▸ **What you are asked to do**
Write out, word for word, only the lines from the one with "Could you put a marker on the tan" to the end of the data below.

Point localization data:

== Segment start ==

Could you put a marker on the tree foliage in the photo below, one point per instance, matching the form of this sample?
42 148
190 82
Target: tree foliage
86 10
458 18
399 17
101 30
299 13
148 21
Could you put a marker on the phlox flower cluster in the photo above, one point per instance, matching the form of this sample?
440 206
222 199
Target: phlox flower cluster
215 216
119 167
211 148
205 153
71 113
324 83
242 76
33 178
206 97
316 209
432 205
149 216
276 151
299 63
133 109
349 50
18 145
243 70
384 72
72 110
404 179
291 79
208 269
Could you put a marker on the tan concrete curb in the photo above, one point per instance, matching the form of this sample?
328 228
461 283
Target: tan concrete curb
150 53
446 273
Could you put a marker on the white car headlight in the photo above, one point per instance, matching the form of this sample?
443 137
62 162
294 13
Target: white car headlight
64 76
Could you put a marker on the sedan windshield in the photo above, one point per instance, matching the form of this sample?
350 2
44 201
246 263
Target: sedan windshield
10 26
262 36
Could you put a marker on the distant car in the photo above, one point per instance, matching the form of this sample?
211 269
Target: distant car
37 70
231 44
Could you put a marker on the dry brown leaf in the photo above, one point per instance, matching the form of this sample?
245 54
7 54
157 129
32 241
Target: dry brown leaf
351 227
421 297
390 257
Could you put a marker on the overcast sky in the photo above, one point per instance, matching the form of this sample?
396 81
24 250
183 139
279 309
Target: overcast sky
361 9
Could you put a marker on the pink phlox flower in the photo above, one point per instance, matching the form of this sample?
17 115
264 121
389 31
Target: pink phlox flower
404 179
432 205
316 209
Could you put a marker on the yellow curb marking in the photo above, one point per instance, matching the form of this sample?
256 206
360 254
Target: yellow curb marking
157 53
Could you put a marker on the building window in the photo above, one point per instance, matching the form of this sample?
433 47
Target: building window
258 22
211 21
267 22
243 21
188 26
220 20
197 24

== Segment end ==

▸ **Written reply**
Could you put a marker on the tan concrete curb in the photo above, one point per instance, matching the form of this sample?
328 228
461 283
Target: tan concrete curb
150 53
446 273
Could you put a marker on the white car headlight in the photo above, one point per instance, matching the form of this sample?
443 137
62 162
294 13
Target: white car headlight
64 76
Could you put a marker on the sedan windshield in the photo above, one point per instance, matching the form of this sample?
350 2
44 201
246 263
Target: sedan windshield
10 26
262 36
Could you put a marker on the distant car in the photo above, one point per instance, matching the form of this sample?
211 269
Target: distant car
37 70
231 44
Could you put a marker on the dry brown leaf in the photo above, one point per instance, matching the form of this sample?
245 54
7 54
157 129
32 241
Target: dry brown leaf
351 227
421 297
390 257
Could you put a marker on the overcast sky in the photo above, one point per instance, matching the form of this sample?
396 81
24 250
183 139
279 309
Target: overcast sky
361 9
Could you put a marker on the pink phlox flower in the photo above, one point per instance, matching the form of this sample?
17 115
264 121
389 31
Target: pink phlox flower
404 179
432 205
316 209
Could you put a marker on the yellow curb marking in the photo above, one point per instance, matching the form of this sample?
256 206
360 254
Target: yellow curb marking
157 53
Could you put a marker on the building window in the photo above, one point per instance, matching the form of this sample?
433 47
Target: building window
258 22
211 21
267 22
243 21
188 26
220 20
197 24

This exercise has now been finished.